▸ **Extract**
* * * * * * *

The excerpt from Amazon's advance copy says it more adequately than we can:

A standout is Holtz's long-term position at Notre Dame, of special importance not just because of his devout Catholicism but also his refreshing devotion to strict academic standards for the players. In fact, what stands out is his modesty and adamant belief that football is ultimately less important than education.

Stop laughing. Really, stop laughing. Your boss is getting suspicious. No, seriously--this is how people end up getting Baker Acted and put on serious meds. Unless that's what you're angling for in the first place, in which case you can just keep rolling on the floor until the paramedics arrive.


Approaching Insane Clown Posse crazy here.

The magic midget's new bio does contain a lot of juicy new anecdotes you may not have heard in prior autobiographies. Just a few:

--Grew up with John Nash, a fellow West Virginian who totally stole Holtz's elementary school work on Riemannian manifolds in Euclidian space and never gave Lou credit.

--Composed script for Blue Lagoon, envisioning himself in the role ultimately played by Christopher Atkins. "I just wanted to tell a story of innocence, pure, unviolated innocence," writes Holtz. "I also wanted to show the world what Lou Holtz looked like in a loincloth, which is a pretty special sight, friend."

--Participated in fight clubs at South Carolina, which Holtz admits was a mistake that ultimately led to the discipline problems plaguing the South Carolina program. Holtz, displaying scathing honesty, blames his lifelong bloodlust:

"Dondrell Dondrial spun again, reeling from my punches like a drunk man in a washing machine. A flap of his skin hung off his cheek, and my berserker genes went off. All my life there's been this point of no return in me, some indeterminate frontier where Lou the provider, the man with the whistle, the incisive commentator, the faithful husband...they all peel back to reveal my inner killer, the ape with the knife hungry only for blood, blood, blood. It wasn't me who killed that drifter in a back alley in St. Paul that night, and it wasn't Lou Holtz who beat a man to splinters in the flatbed of a truck in Oaxaca for seventeen pesos...it was the ape with the knife. It took seven men to pull me off Dondrell Pinkins; his face looked like a smashed jelly donut, and I was naked and covered in blood, war paint and feathers. God curse the beast inside me... may god damn him to hell.


Beware the ape with a knife.

--Met Bill Clinton once.

The book goes on sale in August.

*At least that's what he said it was. Why he needed us to take our clothes off for it still confuses us...but hey, it got us free tickets to the Boy Scout Jamboree!

* * * * * * *

▸ **Questions to answer**
1. Check each statement against the piece on Lou Holtz's new bio and answer yes or no, quoting the words of the piece that decide it. (a) The book goes on sale in August. (b) Holtz grew up with John Nash, a fellow Ohioan. (c) Holtz composed the script for Blue Lagoon.
2. From the piece on Lou Holtz's new bio, reproduce the passage word for word, beginning at the words "The excerpt from" and stopping after "the paramedics arrive.".

* * * * * * *

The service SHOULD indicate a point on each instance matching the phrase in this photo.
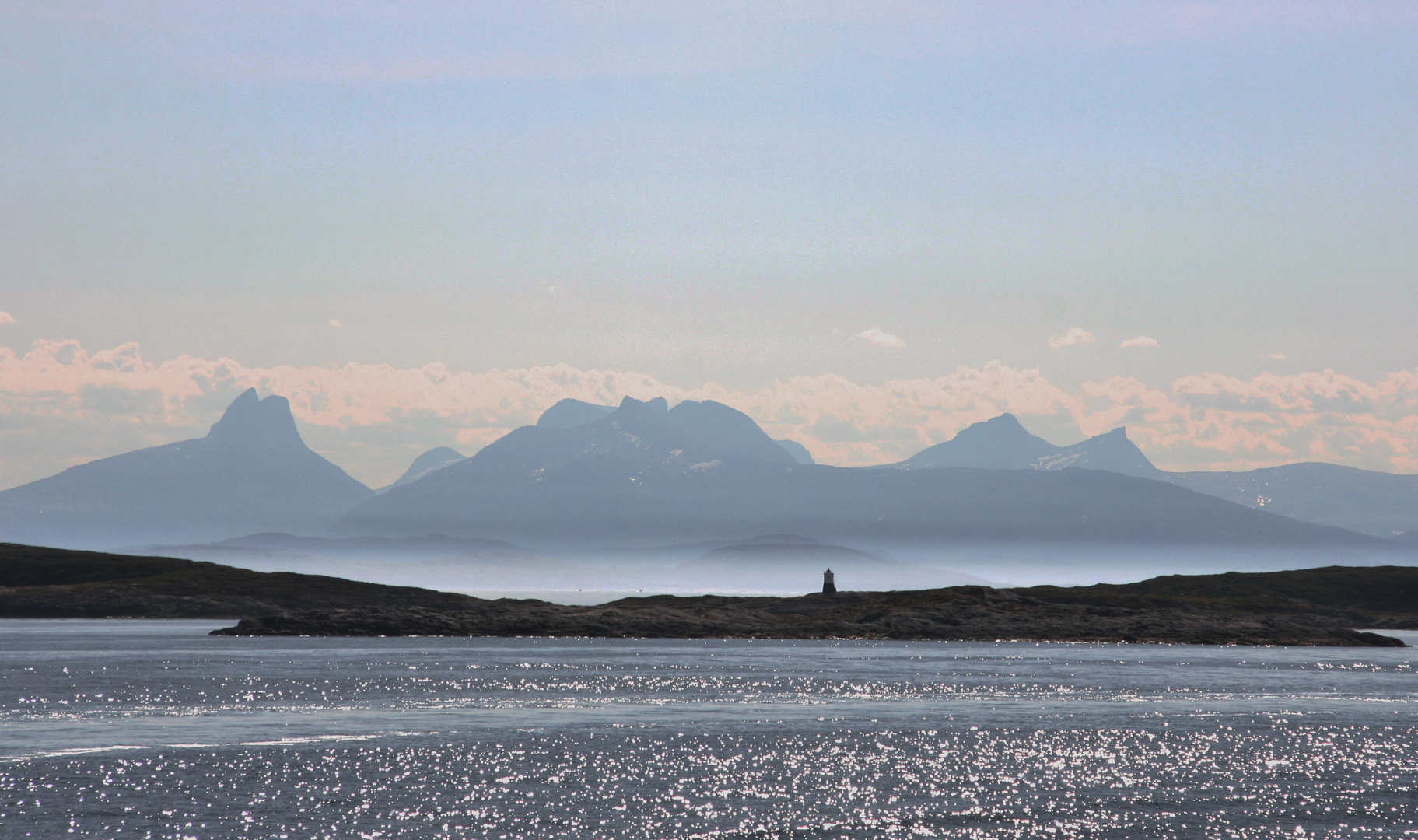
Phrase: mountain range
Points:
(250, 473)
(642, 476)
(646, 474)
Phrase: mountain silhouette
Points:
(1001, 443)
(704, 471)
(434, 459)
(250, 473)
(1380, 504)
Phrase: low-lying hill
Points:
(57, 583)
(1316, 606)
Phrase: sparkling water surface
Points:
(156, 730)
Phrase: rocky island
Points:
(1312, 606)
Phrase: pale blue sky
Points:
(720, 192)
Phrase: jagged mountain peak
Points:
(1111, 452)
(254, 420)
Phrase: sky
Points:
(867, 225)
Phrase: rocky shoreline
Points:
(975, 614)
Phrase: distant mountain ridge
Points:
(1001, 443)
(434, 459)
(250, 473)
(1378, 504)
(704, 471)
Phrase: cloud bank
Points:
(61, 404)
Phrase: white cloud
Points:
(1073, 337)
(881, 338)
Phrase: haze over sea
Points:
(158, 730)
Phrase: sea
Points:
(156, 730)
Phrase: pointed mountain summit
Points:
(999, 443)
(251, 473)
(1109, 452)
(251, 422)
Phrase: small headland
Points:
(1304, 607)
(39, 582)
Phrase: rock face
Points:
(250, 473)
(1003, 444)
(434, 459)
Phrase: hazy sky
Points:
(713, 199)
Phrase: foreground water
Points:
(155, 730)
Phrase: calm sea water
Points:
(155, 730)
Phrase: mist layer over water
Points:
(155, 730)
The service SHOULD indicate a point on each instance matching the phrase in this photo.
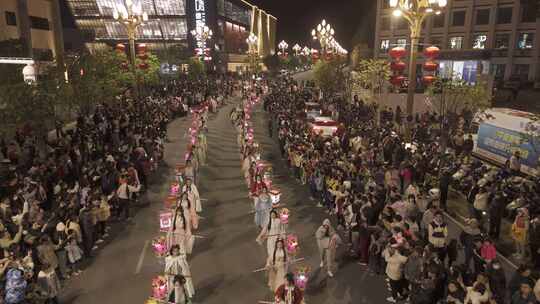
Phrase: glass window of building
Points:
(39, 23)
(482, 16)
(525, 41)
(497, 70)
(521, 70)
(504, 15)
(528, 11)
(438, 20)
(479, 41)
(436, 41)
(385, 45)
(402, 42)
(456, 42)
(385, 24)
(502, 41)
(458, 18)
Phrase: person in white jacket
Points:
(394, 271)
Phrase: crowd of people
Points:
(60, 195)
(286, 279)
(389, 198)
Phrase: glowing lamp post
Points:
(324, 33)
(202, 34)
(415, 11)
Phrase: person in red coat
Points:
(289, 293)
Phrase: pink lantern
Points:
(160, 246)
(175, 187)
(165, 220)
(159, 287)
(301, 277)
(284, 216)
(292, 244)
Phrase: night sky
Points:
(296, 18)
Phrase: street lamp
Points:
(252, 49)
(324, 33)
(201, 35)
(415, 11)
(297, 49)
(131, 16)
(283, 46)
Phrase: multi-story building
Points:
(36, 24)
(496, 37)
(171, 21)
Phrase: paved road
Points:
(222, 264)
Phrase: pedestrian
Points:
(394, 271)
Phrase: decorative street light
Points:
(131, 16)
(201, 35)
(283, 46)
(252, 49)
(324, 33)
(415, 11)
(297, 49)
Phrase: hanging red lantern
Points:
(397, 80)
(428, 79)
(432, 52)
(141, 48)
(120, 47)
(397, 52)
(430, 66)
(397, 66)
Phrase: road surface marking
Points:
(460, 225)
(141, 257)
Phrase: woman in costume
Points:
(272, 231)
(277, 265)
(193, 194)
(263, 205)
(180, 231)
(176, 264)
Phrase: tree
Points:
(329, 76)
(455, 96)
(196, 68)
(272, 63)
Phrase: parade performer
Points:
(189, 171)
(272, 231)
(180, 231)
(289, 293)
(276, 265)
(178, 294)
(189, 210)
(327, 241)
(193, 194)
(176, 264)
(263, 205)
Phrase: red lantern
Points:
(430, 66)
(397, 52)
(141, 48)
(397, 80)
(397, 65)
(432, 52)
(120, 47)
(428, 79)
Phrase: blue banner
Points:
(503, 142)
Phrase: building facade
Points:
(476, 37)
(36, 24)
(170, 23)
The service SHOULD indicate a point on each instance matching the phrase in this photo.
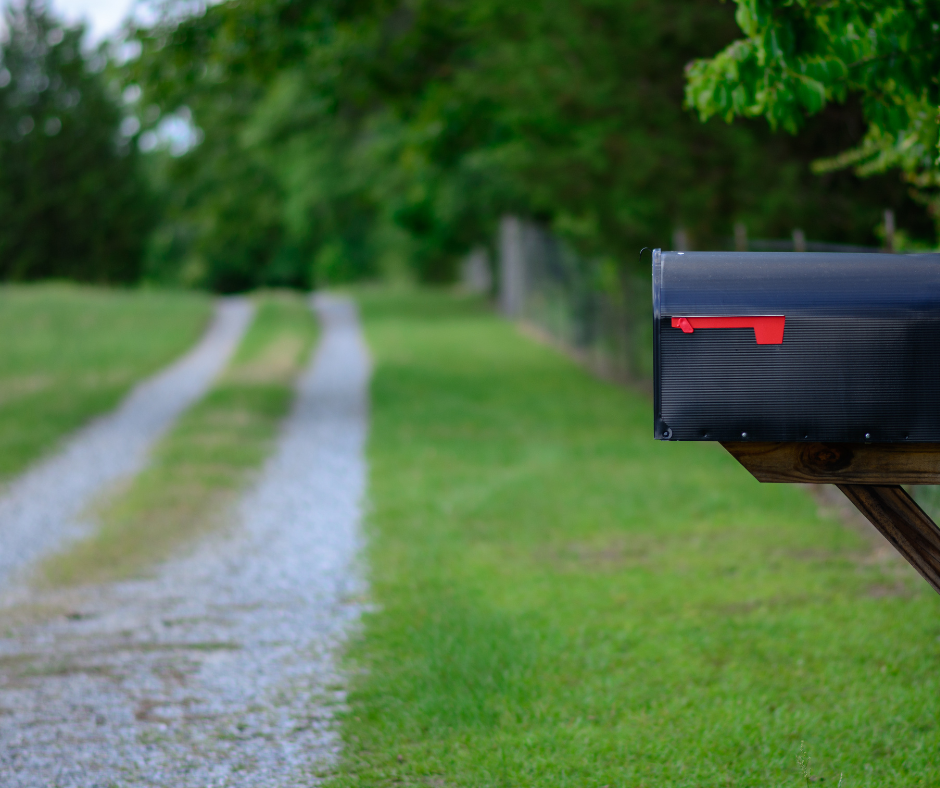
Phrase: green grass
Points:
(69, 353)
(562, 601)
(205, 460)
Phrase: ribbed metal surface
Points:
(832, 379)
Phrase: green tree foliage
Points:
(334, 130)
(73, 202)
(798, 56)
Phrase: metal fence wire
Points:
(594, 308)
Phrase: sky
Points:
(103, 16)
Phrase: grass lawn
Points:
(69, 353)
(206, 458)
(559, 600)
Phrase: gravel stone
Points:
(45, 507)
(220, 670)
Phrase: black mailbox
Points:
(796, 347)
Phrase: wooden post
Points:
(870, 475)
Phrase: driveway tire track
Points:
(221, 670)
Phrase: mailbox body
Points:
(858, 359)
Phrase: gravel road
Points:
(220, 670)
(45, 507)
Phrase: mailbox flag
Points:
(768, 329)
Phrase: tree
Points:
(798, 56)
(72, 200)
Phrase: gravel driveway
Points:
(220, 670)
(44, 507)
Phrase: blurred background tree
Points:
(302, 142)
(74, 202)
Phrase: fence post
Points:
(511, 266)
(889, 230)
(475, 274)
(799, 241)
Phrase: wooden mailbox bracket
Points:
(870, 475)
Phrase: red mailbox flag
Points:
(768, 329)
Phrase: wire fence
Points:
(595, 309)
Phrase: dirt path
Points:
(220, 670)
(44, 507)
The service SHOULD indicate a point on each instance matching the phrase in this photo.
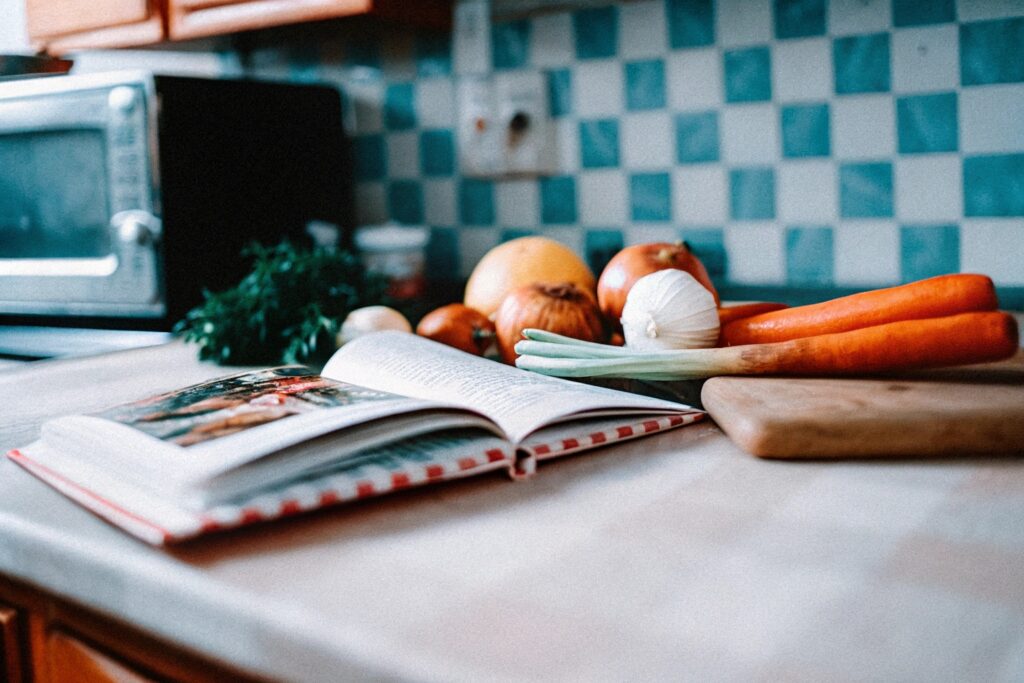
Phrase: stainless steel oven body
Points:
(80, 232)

* * * * * * *

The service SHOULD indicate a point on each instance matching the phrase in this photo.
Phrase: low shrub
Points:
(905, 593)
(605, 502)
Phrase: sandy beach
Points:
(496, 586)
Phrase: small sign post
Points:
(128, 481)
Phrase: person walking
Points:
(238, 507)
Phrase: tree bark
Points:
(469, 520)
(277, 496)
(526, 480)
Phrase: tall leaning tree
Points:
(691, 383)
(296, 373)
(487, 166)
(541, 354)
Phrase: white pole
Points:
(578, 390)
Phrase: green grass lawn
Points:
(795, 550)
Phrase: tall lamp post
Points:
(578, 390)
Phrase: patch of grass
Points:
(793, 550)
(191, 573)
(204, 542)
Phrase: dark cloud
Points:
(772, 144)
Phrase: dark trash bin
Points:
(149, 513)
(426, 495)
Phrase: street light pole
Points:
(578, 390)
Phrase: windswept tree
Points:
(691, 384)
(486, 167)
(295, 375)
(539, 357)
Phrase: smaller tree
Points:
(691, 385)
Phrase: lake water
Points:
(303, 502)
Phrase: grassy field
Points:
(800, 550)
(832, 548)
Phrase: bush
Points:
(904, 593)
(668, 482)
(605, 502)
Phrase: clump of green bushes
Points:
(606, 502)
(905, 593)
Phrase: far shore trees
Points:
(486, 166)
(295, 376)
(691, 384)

* * * * * * *

▸ **Replies**
1.
(a) Yes: "The book goes on sale in August."
(b) No: "a fellow West Virginian"
(c) Yes: "Composed script for Blue Lagoon"

2.
The excerpt from Amazon's advance copy says it more adequately than we can:

A standout is Holtz's long-term position at Notre Dame, of special importance not just because of his devout Catholicism but also his refreshing devotion to strict academic standards for the players. In fact, what stands out is his modesty and adamant belief that football is ultimately less important than education.

Stop laughing. Really, stop laughing. Your boss is getting suspicious. No, seriously--this is how people end up getting Baker Acted and put on serious meds. Unless that's what you're angling for in the first place, in which case you can just keep rolling on the floor until the paramedics arrive.